Exercise requirements:
Lay out the part of the listing below that opens with the line containing "the palm tree, imagine" and closes with the listing's last line as a numbered list, one line per item, leaving out blank lines. Include nothing else.

* Begin *

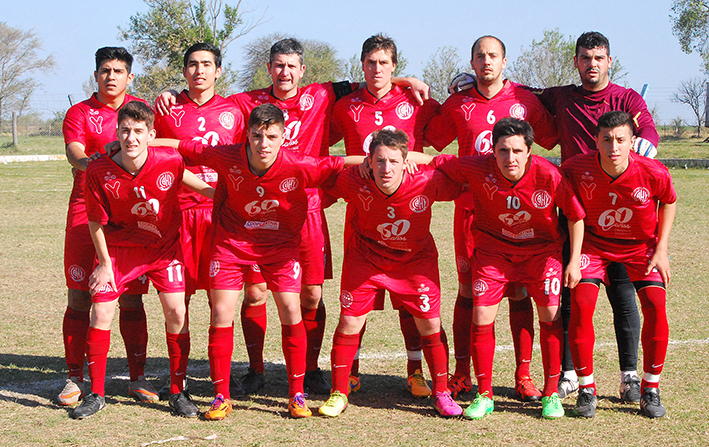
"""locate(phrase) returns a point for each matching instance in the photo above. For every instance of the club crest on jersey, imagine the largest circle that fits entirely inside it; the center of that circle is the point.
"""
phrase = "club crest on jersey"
(76, 273)
(288, 185)
(541, 199)
(346, 299)
(419, 204)
(404, 111)
(165, 181)
(480, 287)
(640, 194)
(226, 119)
(518, 111)
(307, 102)
(213, 268)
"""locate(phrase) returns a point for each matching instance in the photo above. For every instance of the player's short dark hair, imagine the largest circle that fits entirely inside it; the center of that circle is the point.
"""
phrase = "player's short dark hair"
(477, 42)
(615, 118)
(113, 53)
(592, 39)
(508, 127)
(204, 46)
(395, 139)
(379, 42)
(266, 115)
(286, 46)
(137, 111)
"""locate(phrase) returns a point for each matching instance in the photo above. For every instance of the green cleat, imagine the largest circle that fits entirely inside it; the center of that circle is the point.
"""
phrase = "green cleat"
(481, 406)
(335, 405)
(551, 407)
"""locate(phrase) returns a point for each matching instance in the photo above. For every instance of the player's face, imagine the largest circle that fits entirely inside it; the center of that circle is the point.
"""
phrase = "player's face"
(488, 61)
(378, 69)
(593, 65)
(387, 168)
(512, 155)
(264, 145)
(134, 137)
(201, 71)
(614, 147)
(113, 78)
(286, 71)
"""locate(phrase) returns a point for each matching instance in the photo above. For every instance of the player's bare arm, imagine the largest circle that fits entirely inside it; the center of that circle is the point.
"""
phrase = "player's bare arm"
(661, 259)
(572, 274)
(103, 273)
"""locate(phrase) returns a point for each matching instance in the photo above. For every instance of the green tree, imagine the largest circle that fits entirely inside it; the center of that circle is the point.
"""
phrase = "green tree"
(159, 37)
(690, 24)
(19, 61)
(319, 58)
(443, 65)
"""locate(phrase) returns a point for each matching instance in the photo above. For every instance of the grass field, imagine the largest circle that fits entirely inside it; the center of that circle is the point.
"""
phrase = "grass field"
(33, 198)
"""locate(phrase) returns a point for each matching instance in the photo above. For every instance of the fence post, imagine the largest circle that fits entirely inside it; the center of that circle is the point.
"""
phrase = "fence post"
(14, 128)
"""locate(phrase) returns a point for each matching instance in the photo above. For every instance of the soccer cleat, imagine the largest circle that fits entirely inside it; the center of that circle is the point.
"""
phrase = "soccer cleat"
(650, 403)
(586, 403)
(459, 385)
(630, 390)
(298, 408)
(143, 390)
(219, 409)
(72, 392)
(526, 390)
(92, 404)
(252, 381)
(354, 384)
(551, 407)
(182, 405)
(316, 383)
(417, 385)
(445, 405)
(480, 407)
(335, 405)
(567, 387)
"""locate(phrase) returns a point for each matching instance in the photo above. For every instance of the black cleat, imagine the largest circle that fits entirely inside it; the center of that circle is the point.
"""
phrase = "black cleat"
(90, 405)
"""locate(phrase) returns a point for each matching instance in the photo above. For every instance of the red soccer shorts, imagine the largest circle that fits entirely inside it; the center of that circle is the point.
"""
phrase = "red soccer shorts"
(164, 268)
(413, 285)
(196, 240)
(495, 273)
(80, 259)
(594, 262)
(283, 276)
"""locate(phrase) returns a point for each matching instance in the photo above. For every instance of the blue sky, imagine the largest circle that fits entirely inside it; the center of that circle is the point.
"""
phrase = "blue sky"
(639, 31)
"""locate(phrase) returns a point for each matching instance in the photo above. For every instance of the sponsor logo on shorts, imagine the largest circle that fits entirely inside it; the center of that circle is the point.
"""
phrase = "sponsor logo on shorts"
(306, 102)
(213, 268)
(640, 194)
(226, 119)
(76, 273)
(346, 299)
(404, 111)
(419, 204)
(165, 181)
(480, 287)
(518, 111)
(288, 185)
(541, 199)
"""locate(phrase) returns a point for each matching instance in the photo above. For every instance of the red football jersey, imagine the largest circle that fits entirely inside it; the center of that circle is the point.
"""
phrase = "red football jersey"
(470, 117)
(621, 213)
(137, 210)
(358, 114)
(392, 229)
(214, 122)
(307, 116)
(519, 218)
(261, 217)
(93, 124)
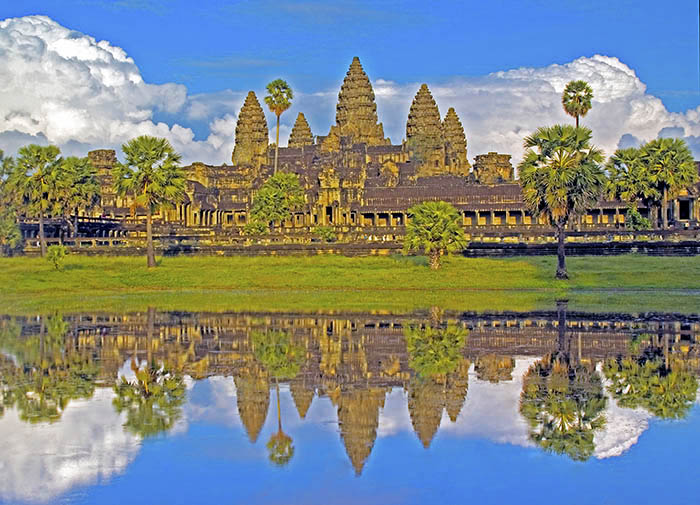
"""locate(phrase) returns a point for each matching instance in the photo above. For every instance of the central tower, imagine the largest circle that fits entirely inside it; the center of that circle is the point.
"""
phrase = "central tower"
(356, 112)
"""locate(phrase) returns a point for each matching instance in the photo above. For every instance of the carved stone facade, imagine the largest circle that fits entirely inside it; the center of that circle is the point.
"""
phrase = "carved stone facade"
(357, 182)
(493, 168)
(301, 133)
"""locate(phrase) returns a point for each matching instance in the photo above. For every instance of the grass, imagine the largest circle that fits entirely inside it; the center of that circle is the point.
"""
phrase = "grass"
(629, 283)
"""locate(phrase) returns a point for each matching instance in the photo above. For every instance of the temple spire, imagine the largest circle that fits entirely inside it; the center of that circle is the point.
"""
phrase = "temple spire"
(455, 143)
(356, 112)
(424, 134)
(252, 136)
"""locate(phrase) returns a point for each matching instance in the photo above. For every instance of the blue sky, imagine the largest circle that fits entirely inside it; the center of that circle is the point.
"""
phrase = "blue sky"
(219, 49)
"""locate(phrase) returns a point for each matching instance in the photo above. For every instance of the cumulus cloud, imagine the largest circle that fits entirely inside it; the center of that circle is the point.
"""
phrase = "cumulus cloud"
(64, 87)
(40, 462)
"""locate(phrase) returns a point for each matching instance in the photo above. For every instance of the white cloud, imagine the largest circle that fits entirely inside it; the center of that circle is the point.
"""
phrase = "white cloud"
(40, 462)
(64, 87)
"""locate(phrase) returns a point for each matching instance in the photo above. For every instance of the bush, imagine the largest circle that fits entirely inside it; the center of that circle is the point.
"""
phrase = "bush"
(325, 233)
(635, 221)
(55, 255)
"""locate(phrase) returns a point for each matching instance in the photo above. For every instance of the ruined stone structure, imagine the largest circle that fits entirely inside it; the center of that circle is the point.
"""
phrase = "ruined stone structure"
(493, 168)
(251, 134)
(358, 183)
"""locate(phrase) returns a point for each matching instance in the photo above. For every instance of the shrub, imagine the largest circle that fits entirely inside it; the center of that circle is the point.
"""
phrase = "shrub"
(325, 233)
(635, 221)
(55, 255)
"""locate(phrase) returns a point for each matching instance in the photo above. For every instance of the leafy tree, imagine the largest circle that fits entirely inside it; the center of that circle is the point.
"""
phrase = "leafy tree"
(435, 351)
(325, 233)
(650, 382)
(277, 198)
(279, 100)
(671, 168)
(153, 177)
(56, 256)
(282, 360)
(78, 188)
(33, 182)
(576, 99)
(153, 402)
(435, 228)
(561, 177)
(48, 373)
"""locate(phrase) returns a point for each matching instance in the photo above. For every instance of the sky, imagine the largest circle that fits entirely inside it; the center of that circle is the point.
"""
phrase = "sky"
(87, 74)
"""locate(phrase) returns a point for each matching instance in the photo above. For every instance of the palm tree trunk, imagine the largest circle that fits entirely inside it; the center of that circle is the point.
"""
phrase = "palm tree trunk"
(277, 142)
(42, 236)
(664, 209)
(279, 412)
(434, 259)
(561, 253)
(150, 252)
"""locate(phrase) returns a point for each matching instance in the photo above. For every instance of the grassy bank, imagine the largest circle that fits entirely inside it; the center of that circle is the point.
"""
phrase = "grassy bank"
(396, 284)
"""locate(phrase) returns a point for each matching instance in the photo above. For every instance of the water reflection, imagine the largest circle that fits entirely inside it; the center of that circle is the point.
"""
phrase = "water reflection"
(580, 385)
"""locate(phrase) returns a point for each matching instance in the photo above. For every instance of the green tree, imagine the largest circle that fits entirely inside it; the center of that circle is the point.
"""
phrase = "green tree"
(436, 229)
(282, 360)
(153, 177)
(561, 177)
(279, 100)
(276, 199)
(576, 99)
(78, 188)
(671, 169)
(153, 402)
(649, 381)
(33, 182)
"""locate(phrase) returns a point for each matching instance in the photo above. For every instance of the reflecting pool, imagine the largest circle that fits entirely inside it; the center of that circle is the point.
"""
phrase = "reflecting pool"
(428, 407)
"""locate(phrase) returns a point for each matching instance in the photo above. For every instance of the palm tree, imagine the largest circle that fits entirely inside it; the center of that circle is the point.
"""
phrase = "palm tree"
(576, 99)
(671, 168)
(153, 402)
(282, 360)
(436, 228)
(561, 177)
(33, 182)
(628, 180)
(78, 187)
(279, 100)
(153, 177)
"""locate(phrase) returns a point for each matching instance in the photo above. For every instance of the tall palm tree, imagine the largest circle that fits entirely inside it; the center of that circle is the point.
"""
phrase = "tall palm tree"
(282, 359)
(153, 177)
(671, 169)
(436, 228)
(561, 177)
(78, 188)
(33, 182)
(279, 100)
(576, 99)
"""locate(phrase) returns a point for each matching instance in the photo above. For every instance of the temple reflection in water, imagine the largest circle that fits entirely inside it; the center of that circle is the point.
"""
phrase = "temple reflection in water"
(563, 377)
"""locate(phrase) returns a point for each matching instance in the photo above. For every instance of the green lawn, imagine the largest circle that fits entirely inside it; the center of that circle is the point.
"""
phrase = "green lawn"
(335, 283)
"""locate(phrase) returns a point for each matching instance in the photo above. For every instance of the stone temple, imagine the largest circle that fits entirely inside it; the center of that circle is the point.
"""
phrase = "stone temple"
(356, 180)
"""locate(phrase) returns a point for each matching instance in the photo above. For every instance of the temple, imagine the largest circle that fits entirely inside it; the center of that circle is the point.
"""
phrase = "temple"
(356, 181)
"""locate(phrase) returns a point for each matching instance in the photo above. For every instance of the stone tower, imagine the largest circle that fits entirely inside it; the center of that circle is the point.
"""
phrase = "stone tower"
(358, 418)
(455, 143)
(424, 135)
(493, 168)
(251, 134)
(301, 133)
(356, 112)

* End *

Full answer:
1. """locate(phrase) returns a point for each matching instance in the photo above. For every instance of the palm tree, imagine the largest circle that fits entirely inside it; the center of that circle is the point.
2. """
3. phrase = "palm tree"
4. (576, 99)
5. (671, 168)
6. (153, 402)
7. (282, 360)
8. (436, 228)
9. (561, 177)
10. (33, 182)
11. (628, 180)
12. (78, 187)
13. (279, 100)
14. (153, 177)
15. """locate(phrase) returns a point for each matching instance in the photo above. For every instance of the tall palm tree, imagine the largest circle that fits entirely inside it; the center of that circle is the point.
16. """
17. phrase = "tall palm tree"
18. (282, 359)
19. (153, 177)
20. (671, 169)
21. (436, 228)
22. (561, 177)
23. (78, 188)
24. (33, 182)
25. (279, 100)
26. (576, 99)
27. """locate(phrase) returns a point for each matching instance in the photo above. For every instance of the temple reflection in water, imagine the largest circle that fits entirely inside it; the center of that circle is the point.
28. """
29. phrase = "temple reflection in water"
30. (563, 377)
31. """locate(phrase) returns a point for each matching instance in the photo above. For every instance of the green lawn, imagine the largest circle that fits entirely inside it; the center of that circle is the point.
32. """
33. phrase = "green lawn"
34. (335, 283)
35. """locate(phrase) returns a point for each matching instance in the photo above. For every instance of the stone temple, imagine the largest circle that fits entirely inside it; the center of that circle is the point.
36. """
37. phrase = "stone temple"
38. (356, 180)
39. """locate(phrase) returns a point for each matching instance in the photo above. For every instance of the temple, imagine the largest circle that fits entirely inside it; the center of that circle is the point.
40. """
41. phrase = "temple"
42. (356, 181)
43. """locate(phrase) returns a point for each matching instance in the photo above. For every instance of the stone tower, imagine the largest circle that fits entirely inside it; the center of that circle is the point.
44. """
45. phrase = "stone tower"
46. (358, 418)
47. (455, 143)
48. (424, 135)
49. (493, 168)
50. (251, 134)
51. (301, 133)
52. (356, 112)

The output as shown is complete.